* BEGIN *
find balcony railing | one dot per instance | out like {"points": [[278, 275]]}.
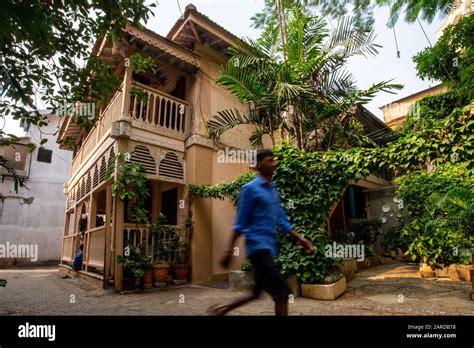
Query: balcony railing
{"points": [[102, 127], [159, 109], [163, 112]]}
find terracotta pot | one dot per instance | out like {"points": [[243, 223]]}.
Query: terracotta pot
{"points": [[426, 271], [180, 271], [128, 283], [160, 273], [148, 279]]}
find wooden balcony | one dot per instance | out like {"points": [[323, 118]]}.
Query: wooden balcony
{"points": [[160, 114]]}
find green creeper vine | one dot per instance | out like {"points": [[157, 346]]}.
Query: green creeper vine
{"points": [[131, 185]]}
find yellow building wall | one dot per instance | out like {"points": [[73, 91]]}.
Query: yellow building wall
{"points": [[213, 218]]}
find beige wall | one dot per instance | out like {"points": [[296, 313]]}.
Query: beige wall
{"points": [[394, 114], [213, 219]]}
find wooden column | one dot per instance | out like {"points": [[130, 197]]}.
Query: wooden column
{"points": [[118, 222], [107, 249]]}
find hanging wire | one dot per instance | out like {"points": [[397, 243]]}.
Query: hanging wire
{"points": [[394, 32], [423, 29], [180, 11]]}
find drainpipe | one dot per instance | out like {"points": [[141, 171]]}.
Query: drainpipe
{"points": [[352, 201]]}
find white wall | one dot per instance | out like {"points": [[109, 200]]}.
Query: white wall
{"points": [[39, 223]]}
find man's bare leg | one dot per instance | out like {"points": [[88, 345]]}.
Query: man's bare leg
{"points": [[281, 308], [222, 309]]}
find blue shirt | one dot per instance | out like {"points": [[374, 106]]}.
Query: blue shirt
{"points": [[259, 213], [77, 265]]}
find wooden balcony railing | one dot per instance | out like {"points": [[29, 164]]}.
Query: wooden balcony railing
{"points": [[159, 109], [110, 114]]}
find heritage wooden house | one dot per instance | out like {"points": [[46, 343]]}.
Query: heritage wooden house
{"points": [[168, 136]]}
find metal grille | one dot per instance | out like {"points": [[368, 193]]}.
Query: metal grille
{"points": [[171, 167], [141, 155]]}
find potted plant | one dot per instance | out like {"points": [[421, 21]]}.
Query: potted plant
{"points": [[162, 252], [181, 267], [320, 276], [133, 266], [148, 272]]}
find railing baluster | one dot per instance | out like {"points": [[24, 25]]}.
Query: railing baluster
{"points": [[147, 116]]}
* END *
Written request: Give back all of the items above word for word, with the picture left out.

Output below:
find balcony railing | one dot per instance | out like {"points": [[278, 275]]}.
Query: balcony railing
{"points": [[102, 127], [159, 109], [163, 112]]}
find terracotta pot | one dot per instance | out like {"points": [[243, 223]]}.
Query: terracotta pot
{"points": [[426, 271], [180, 271], [128, 283], [160, 273], [148, 279]]}
find wooden balcony | one dot per instance | out like {"points": [[323, 118]]}.
Query: wooden balcony
{"points": [[160, 114]]}
find green creeper vine | one dot per instance | out like {"points": [[157, 346]]}.
Query: green creeper vine
{"points": [[131, 185]]}
find yellow building wall | one dot per instance | out like {"points": [[73, 91]]}.
Query: yellow building wall
{"points": [[213, 218]]}
find beige wall | one dot per instance | out like {"points": [[296, 313]]}.
Query: beige wall
{"points": [[394, 114], [213, 219]]}
find wooden column | one dot per instance | out like {"points": [[130, 197]]}.
Query: wooden column
{"points": [[118, 222], [107, 249]]}
find hanging wire | one dot per instance | out like {"points": [[397, 243]]}.
Query: hanging wire
{"points": [[394, 32], [423, 29], [180, 11]]}
find drainpipe | one dot per instance | out like {"points": [[141, 171]]}.
Query: drainpipe
{"points": [[352, 201]]}
find white wall | one dot per instance | out like {"points": [[109, 200]]}.
Query: white wall
{"points": [[39, 223]]}
find man's bare leg | one dot per instance | out like {"points": [[88, 345]]}.
Query: man's bare leg
{"points": [[281, 308], [222, 309]]}
find blue shirt | one dot per instance | out like {"points": [[374, 106]]}.
Query: blue shirt
{"points": [[259, 213], [77, 265]]}
find wooden balcony railing | one dot per instance | out like {"points": [[29, 164]]}.
Query: wooden balcony railing
{"points": [[159, 109], [110, 114]]}
find heritage wooden house | one dot per instance | out like {"points": [[46, 343]]}.
Query: heritage wooden house
{"points": [[168, 136]]}
find metal grille | one dot per instance | out like {"points": [[368, 193]]}.
Query: metal grille
{"points": [[171, 167], [141, 155]]}
find potted plant | one dot per instance | out like {"points": [[421, 21]]}.
Query: potted plant
{"points": [[162, 252], [181, 267], [320, 276], [133, 266], [148, 272]]}
find railing baluster | one dot per instance | out like {"points": [[24, 25]]}.
Query: railing baluster
{"points": [[147, 116]]}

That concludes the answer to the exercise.